- [Source document]

Under Order 19, Rule 28 of the Rules of the Superior Courts, the
courts have jurisdiction, among other things, to strike out
proceedings where the plaintiff has no reasonable cause of action.
They also have an inherent jurisdiction to dismiss proceedings
where they constitute an abuse of process. Both jurisdictions were
addressed recently by Justice Murphy in Coleman v
O'Neill 1, although the focus was on the
former.
Facts
The plaintiff, a solicitor, sued the defendants, directors of a
credit union, for alleged negligence, breach of duty and/or breach
of fiduciary duty, in and about the granting of loan facilities to
certain individuals. The plaintiff had also made allegations of
fraud and misfeasance of public office and breach of duty against
the defendants. The plaintiff claimed that the defendants had
wrongfully accepted various written undertakings given on behalf of
his firm.

- [Data extract]

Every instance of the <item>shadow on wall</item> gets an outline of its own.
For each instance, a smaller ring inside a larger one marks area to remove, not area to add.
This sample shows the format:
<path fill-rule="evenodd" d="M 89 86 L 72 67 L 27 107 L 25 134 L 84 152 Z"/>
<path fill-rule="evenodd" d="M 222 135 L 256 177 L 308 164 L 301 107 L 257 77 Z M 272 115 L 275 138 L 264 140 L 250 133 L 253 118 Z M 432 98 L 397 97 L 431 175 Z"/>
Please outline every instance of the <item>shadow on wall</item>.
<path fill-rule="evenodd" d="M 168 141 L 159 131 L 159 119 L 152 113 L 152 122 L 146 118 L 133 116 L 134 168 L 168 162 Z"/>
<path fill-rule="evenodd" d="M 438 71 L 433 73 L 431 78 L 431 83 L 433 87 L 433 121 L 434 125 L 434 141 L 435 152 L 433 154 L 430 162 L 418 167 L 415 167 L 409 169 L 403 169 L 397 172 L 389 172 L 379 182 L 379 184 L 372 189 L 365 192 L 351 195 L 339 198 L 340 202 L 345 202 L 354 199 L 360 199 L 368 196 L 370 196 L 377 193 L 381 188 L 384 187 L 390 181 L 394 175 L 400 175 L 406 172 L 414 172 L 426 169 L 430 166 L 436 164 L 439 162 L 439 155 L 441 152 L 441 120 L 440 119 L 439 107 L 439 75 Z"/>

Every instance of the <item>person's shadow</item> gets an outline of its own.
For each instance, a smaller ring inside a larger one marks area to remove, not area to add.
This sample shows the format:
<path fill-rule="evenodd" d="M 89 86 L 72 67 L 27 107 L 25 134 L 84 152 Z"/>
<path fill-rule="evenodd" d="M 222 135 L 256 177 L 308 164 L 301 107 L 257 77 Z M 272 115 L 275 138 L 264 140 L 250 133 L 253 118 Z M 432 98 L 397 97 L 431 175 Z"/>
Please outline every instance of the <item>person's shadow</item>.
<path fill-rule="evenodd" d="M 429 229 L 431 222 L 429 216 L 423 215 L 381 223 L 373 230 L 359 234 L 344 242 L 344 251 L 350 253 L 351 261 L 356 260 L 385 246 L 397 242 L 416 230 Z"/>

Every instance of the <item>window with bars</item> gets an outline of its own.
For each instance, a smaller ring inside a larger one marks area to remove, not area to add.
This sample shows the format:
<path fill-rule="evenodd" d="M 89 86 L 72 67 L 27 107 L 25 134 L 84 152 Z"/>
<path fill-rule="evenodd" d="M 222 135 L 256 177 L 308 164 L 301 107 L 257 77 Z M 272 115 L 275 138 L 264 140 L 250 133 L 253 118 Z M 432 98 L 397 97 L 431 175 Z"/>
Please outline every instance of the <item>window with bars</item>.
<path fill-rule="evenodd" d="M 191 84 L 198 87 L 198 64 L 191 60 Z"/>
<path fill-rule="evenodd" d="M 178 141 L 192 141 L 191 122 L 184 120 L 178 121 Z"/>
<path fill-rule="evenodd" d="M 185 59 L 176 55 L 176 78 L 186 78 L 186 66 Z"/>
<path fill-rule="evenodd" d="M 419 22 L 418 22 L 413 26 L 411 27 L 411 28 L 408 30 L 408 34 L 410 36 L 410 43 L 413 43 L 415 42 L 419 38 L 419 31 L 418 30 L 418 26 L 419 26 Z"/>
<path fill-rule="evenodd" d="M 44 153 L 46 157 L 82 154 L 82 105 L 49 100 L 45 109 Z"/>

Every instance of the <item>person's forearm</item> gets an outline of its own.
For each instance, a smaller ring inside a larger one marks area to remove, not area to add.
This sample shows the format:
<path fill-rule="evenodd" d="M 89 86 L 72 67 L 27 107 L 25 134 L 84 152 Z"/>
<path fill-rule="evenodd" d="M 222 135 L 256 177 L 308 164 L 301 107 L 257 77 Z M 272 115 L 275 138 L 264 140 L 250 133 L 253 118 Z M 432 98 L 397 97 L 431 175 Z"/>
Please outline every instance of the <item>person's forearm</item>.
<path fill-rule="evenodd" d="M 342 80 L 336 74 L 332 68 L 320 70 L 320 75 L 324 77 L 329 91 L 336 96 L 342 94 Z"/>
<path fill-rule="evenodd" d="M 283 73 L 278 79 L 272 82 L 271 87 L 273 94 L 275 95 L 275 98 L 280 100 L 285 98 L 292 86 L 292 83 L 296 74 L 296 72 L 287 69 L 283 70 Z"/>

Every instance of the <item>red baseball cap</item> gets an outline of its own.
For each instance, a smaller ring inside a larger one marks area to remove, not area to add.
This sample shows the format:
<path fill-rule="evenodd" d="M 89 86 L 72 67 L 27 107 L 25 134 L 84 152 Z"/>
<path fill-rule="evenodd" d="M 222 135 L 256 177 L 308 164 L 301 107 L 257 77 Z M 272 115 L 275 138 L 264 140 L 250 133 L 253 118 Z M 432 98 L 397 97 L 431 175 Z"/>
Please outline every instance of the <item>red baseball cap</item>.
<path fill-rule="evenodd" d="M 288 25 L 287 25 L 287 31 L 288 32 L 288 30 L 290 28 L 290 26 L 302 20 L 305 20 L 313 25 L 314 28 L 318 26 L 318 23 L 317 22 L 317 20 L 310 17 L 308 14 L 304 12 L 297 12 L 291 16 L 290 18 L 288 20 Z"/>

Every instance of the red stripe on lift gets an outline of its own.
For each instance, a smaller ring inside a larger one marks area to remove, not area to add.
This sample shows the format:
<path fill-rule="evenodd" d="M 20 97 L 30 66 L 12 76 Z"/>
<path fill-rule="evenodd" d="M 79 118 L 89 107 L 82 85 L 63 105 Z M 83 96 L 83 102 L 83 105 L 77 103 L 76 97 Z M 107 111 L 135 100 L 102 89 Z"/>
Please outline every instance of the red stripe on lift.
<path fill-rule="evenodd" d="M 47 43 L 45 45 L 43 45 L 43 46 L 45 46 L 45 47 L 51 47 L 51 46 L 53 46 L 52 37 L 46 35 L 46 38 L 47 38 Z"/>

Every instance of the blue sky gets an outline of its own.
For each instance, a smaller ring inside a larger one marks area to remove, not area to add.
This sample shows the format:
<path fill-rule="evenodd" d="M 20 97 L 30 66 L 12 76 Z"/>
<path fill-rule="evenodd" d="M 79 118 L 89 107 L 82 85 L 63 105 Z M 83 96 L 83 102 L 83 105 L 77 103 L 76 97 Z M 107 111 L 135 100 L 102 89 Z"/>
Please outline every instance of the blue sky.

- [Goal of the exercise]
Rewrite the part of the article that opens with "Under Order 19, Rule" and closes with "cause of action.", replacing "reasonable cause of action" with "valid claim". Rely on the article alone.

- [Solution to this task]
Under Order 19, Rule 28 of the Rules of the Superior Courts, the
courts have jurisdiction, among other things, to strike out
proceedings where the plaintiff has no valid claim.